### [Text section]
# # # # #

Yea and it is at that point I cry the most at divorce because I view divorce as a death of oneself as I seem to already died a spiritual death behind this incident. I lost my best friend . I have mentioned divorce to him and that i lost my best friend and he said I got other friends and I never wanted or loved him anyways. And he said if I want it I need to get it cause he made it clear to me that he is not going to do it. I believed in my vows.... as in my previous relationship I was not married but now I am and it sucks to have it go down like this.


----------



## EleGirl (Dec 3, 2011)

Poquitodefe said:


> Yea and it is at that point I cry the most at divorce because I view divorce as a death of oneself as I seem to already died a spiritual death behind this incident. I lost my best friend .


I think I understand how your feel. I've been married/divorce twice. In both my marriages it was similar in that the guy seemed to be a very different person before we married. It's so bazar. But I've come to learn that it happens fairly often.. sadly.


Poquitodefe said:


> I have mentioned divorce to him and that i lost my best friend and he said I got other friends and *I never wanted or loved him anyways.* And he said if I want it I need to get it cause he made it clear to me that he is not going to do it. I believed in my vows.... as in my previous relationship I was not married but now I am and it sucks to have it go down like this.


That's just him trying to make you feel guitly. He's not even trying to save his marriage.

I'm sorry this is happening to you. Do your children know what's going on? How are they handling things?


----------



## Poquitodefe (May 25, 2020)

Sigh...my middle son knows... the little ones seem unfazed. My oldest has been on a trip and is unaware. My heart breaks for the little ones as they adore him. In their eyes he still can not do wrong. I am thankful for your responses as I needed to vent and feel normal as he made me feel like I was the crazy one in all of this.

# # # # #

### [Aim 1]
Give the records from the line containing "Target: jack wolfskin logo" through the end of the records as a JSON list of strings, one string per line, with blank lines and pictures left out.
The text and the records are unrelated material.

### [Material shown]
# # # # #

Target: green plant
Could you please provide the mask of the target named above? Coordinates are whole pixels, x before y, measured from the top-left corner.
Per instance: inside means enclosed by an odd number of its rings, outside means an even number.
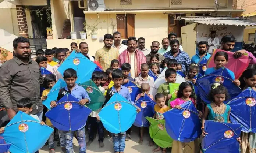
[[[89,24],[86,23],[85,22],[84,22],[84,29],[86,31],[88,31],[88,32],[90,34],[89,36],[92,36],[93,33],[98,31],[98,25],[101,23],[104,22],[105,22],[104,20],[99,22],[96,20],[96,22],[93,23],[92,25],[90,25]]]

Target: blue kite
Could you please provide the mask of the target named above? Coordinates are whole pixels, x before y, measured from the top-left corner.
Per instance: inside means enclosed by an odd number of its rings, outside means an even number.
[[[56,103],[57,106],[45,114],[56,128],[64,131],[76,131],[85,125],[92,110],[81,106],[79,100],[67,94]]]
[[[189,142],[200,137],[202,123],[194,104],[191,101],[164,113],[166,131],[174,140]]]
[[[243,126],[243,132],[256,133],[255,100],[256,92],[249,87],[227,103],[231,107],[230,120]]]
[[[202,100],[206,104],[211,102],[208,100],[208,96],[211,86],[216,83],[223,84],[228,89],[230,97],[224,101],[225,104],[230,98],[234,98],[239,94],[242,92],[242,90],[233,83],[227,68],[223,67],[196,80],[198,93]]]
[[[7,124],[4,132],[0,134],[4,141],[11,144],[12,153],[34,153],[48,140],[53,129],[40,124],[40,122],[19,111]]]
[[[0,137],[0,153],[7,153],[11,145],[11,144],[6,143],[2,137]]]
[[[104,126],[115,134],[124,132],[134,123],[136,108],[121,95],[115,93],[99,113]]]
[[[132,101],[135,101],[136,97],[139,93],[141,93],[141,89],[134,83],[129,80],[128,83],[123,85],[123,86],[128,88],[131,94],[131,99]]]
[[[198,66],[199,67],[198,74],[199,74],[199,76],[205,75],[205,71],[207,69],[207,61],[208,60],[204,57],[198,63]]]
[[[56,100],[58,97],[60,90],[67,86],[67,83],[63,80],[59,79],[55,83],[55,85],[50,90],[47,95],[47,99],[43,101],[43,104],[48,109],[51,109],[50,104],[51,101]]]
[[[205,131],[208,133],[203,139],[203,153],[240,152],[237,140],[241,133],[241,125],[212,120],[206,120]]]
[[[90,60],[82,53],[72,52],[58,68],[58,71],[63,76],[65,70],[68,68],[73,68],[77,71],[77,75],[76,82],[80,84],[90,79],[92,74],[96,67],[96,64]]]
[[[149,122],[145,117],[153,117],[156,113],[154,110],[154,107],[156,103],[146,94],[144,97],[141,97],[135,102],[135,104],[141,108],[141,111],[137,114],[134,125],[137,127],[147,127],[149,126]]]

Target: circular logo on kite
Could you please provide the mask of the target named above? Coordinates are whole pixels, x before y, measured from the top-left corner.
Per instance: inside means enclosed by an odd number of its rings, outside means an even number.
[[[187,119],[190,116],[190,112],[187,110],[185,110],[182,113],[182,115],[184,118]]]
[[[224,79],[221,76],[217,76],[215,78],[215,82],[222,84],[224,82]]]
[[[86,88],[86,91],[88,93],[92,93],[92,89],[90,87],[87,87]]]
[[[256,104],[256,101],[253,98],[248,98],[245,101],[245,102],[249,106],[253,106]]]
[[[73,60],[73,63],[75,65],[78,65],[80,64],[80,60],[77,58],[76,58]]]
[[[120,111],[122,109],[122,105],[120,103],[117,103],[115,104],[114,108],[117,111]]]
[[[72,104],[70,102],[67,102],[64,105],[64,108],[67,110],[72,109]]]
[[[130,93],[131,93],[132,92],[132,89],[131,87],[128,87],[128,89],[129,90],[129,92]]]
[[[227,130],[224,133],[224,136],[227,138],[231,138],[234,135],[234,133],[231,130]]]
[[[202,70],[203,70],[203,71],[206,71],[207,69],[207,67],[206,67],[206,66],[203,66],[203,67],[202,67]]]
[[[147,103],[144,102],[141,103],[141,107],[142,108],[145,108],[147,107]]]
[[[162,130],[164,130],[164,126],[163,125],[163,124],[159,124],[157,125],[157,126],[158,127],[158,128],[159,128],[159,129]]]
[[[28,130],[28,126],[25,123],[22,123],[19,126],[19,130],[22,132],[25,132]]]

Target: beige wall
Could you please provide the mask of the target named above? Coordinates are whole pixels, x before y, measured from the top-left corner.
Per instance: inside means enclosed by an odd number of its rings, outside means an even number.
[[[67,1],[51,1],[53,39],[61,37],[64,22],[69,18],[68,4]]]

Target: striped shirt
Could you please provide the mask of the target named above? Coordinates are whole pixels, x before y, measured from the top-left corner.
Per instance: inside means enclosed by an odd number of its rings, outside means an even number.
[[[174,56],[171,51],[164,54],[166,58],[170,58],[171,59],[175,59],[178,63],[181,64],[182,71],[188,71],[189,70],[189,64],[191,61],[189,59],[189,56],[186,53],[179,50],[179,52],[175,57]]]

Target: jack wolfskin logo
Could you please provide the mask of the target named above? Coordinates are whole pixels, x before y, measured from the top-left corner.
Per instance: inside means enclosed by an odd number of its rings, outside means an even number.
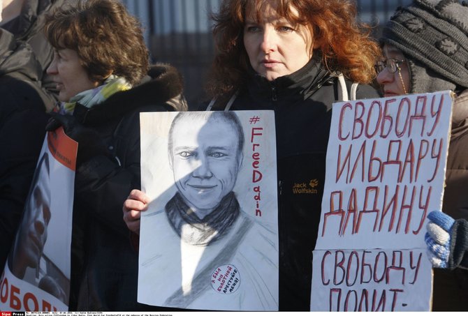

# # # # #

### [Aim 2]
Summarize the forum thread in three sentences.

### [Task response 1]
[
  "Target: jack wolfskin logo",
  "Could you please provide the mask of the target named above? Coordinates are whole pixels, x before y, measured from the top-left corner.",
  "Per instance: inside means enclosed by an odd number of its rings, outside means an even number."
]

### [Task response 2]
Poquitodefe views divorce as a death and says the spouse refuses to file for it, leaving that step to Poquitodefe. EleGirl, who has been divorced twice, calls the spouse's remarks an attempt to cause guilt and asks how the children are handling things. Poquitodefe replies that the middle son knows, the little ones seem unfazed, and the oldest is unaware, and is thankful for the chance to vent and feel normal.